▶ Task brief
With the records below as input, work out how many lines include the word "segment". Give only the number.

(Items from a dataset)
————
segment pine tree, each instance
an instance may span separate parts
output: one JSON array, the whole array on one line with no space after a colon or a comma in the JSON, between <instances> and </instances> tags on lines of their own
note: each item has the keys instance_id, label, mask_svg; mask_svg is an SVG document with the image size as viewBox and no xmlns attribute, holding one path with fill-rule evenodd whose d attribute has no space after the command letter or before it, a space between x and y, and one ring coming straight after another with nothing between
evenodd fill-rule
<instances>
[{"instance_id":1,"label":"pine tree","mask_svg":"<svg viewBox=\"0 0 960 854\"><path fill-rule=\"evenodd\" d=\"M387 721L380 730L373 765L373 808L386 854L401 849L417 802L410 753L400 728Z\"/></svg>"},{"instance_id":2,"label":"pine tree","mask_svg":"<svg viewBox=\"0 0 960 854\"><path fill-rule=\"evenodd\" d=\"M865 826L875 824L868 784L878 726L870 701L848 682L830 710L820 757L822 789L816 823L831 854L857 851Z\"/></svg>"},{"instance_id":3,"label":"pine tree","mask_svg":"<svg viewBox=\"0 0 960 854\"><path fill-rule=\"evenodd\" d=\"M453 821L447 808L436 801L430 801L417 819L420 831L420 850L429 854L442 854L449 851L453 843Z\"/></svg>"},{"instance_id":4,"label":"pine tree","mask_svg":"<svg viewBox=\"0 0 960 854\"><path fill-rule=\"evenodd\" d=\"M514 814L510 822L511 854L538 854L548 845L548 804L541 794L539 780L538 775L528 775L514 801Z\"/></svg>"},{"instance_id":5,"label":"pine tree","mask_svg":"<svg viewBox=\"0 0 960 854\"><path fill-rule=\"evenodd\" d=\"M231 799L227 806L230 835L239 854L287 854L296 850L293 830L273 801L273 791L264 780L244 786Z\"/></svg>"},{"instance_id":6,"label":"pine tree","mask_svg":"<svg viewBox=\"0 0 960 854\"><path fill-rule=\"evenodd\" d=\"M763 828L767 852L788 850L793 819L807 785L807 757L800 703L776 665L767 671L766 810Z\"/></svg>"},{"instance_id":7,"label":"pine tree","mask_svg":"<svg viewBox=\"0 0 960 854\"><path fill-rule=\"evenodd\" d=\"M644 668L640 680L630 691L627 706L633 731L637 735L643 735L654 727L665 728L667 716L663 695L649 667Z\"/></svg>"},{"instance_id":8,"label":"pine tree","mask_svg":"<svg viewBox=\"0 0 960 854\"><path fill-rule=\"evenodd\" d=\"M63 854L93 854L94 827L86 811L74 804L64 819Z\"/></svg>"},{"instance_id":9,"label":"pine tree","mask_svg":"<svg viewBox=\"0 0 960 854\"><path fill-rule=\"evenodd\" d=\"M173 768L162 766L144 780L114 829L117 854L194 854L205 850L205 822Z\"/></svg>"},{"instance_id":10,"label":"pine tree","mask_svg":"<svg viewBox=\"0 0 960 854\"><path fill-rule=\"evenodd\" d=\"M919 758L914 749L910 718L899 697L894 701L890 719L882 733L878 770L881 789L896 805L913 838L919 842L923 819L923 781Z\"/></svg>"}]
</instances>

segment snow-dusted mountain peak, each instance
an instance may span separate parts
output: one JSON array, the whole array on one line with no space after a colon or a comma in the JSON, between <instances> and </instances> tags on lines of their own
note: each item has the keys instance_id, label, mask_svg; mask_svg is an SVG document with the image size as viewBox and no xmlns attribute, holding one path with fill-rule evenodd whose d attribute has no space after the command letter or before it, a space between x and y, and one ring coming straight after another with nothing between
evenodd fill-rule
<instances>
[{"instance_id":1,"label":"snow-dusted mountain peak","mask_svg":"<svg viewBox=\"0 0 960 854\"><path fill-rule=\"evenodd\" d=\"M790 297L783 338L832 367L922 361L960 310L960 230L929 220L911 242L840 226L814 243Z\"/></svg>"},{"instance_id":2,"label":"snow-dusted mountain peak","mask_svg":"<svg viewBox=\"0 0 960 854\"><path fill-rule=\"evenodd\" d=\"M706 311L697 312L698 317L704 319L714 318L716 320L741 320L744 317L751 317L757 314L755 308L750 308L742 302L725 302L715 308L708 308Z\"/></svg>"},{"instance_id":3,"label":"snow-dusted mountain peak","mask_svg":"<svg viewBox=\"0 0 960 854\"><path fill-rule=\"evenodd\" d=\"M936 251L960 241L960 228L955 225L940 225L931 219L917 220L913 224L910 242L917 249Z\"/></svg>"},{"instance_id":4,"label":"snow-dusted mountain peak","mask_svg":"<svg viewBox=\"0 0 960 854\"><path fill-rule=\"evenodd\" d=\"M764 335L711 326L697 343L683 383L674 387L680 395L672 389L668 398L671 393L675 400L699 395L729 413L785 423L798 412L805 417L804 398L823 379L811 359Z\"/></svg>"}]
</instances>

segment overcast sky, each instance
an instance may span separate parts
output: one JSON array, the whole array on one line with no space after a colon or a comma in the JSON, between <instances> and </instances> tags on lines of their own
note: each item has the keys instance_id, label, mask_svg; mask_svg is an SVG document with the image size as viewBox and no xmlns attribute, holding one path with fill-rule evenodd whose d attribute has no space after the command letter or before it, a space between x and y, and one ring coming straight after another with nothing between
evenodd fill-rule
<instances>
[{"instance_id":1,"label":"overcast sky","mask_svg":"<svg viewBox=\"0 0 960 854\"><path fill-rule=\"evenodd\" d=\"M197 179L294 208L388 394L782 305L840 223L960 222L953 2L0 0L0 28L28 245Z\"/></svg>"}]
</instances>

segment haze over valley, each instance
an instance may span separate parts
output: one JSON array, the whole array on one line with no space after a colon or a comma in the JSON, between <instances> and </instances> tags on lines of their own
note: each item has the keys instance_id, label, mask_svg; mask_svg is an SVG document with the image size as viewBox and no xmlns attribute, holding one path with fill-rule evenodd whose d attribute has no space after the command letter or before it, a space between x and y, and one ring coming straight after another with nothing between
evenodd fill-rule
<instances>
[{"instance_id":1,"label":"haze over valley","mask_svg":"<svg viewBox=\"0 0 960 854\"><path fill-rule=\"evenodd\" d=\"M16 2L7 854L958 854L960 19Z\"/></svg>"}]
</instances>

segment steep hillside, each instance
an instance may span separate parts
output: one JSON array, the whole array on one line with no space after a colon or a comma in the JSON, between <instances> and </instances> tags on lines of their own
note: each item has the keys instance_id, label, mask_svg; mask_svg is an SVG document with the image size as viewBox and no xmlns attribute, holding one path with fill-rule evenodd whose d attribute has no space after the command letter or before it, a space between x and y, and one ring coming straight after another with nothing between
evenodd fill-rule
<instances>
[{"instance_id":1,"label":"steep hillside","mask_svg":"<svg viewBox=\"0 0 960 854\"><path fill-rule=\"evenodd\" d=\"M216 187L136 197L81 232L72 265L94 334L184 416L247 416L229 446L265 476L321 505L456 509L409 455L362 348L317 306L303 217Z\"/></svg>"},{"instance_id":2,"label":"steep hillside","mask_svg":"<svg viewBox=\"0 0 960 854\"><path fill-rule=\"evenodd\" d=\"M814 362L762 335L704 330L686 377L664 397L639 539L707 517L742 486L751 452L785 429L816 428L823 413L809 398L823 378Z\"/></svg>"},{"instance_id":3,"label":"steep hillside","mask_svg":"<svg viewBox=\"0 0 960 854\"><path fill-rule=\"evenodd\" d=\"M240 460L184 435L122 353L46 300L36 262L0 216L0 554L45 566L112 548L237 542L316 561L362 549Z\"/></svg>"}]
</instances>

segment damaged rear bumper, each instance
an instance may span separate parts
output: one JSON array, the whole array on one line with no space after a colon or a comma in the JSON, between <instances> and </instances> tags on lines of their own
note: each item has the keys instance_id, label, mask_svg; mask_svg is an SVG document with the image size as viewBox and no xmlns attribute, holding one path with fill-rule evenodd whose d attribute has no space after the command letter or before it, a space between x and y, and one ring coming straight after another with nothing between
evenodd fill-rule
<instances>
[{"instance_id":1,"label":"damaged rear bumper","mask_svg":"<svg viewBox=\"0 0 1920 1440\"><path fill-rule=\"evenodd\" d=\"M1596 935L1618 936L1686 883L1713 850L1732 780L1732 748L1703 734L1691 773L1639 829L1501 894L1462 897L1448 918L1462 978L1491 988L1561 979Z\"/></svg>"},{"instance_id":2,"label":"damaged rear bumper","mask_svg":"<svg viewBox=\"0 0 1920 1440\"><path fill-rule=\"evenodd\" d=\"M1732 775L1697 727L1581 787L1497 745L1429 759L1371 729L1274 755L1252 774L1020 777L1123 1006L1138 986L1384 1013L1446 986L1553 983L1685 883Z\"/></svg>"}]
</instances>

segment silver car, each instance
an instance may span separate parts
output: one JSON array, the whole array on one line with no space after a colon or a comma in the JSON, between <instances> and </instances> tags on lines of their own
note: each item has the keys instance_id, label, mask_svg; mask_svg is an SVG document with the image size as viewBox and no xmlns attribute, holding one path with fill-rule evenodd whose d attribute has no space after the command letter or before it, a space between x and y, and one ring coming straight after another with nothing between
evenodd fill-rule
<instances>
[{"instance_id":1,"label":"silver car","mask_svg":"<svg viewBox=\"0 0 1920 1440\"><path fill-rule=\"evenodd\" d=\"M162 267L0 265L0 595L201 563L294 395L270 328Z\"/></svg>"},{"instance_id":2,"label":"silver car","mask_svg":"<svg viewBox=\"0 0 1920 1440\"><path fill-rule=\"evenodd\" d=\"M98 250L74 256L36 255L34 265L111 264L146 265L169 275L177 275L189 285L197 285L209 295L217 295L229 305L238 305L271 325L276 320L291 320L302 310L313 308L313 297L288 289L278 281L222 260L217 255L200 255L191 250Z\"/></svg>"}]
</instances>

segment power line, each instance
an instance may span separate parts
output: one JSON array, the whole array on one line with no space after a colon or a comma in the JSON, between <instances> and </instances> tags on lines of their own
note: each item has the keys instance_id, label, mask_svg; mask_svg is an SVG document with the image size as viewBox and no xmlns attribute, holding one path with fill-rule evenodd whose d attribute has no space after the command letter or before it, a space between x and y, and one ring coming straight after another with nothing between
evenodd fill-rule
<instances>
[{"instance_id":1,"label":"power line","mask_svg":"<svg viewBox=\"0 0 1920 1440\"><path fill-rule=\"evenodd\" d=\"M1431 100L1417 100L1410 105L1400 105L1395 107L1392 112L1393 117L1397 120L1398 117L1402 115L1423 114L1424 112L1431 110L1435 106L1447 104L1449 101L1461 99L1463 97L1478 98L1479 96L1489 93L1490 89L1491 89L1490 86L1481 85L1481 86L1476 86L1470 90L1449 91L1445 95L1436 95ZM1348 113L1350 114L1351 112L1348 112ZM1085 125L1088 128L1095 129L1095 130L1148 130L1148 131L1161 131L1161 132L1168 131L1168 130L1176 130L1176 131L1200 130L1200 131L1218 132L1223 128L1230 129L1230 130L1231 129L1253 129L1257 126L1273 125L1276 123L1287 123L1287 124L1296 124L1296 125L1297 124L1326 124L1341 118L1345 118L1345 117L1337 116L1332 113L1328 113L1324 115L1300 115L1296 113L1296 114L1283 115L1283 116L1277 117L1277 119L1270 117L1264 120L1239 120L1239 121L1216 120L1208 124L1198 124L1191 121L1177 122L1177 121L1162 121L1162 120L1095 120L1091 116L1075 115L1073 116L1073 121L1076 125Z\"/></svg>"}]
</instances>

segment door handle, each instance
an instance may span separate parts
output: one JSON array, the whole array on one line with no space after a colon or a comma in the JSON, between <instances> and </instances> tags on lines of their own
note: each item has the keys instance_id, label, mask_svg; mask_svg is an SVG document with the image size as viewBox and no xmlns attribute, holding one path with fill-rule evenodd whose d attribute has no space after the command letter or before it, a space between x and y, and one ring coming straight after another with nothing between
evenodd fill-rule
————
▶ Exercise response
9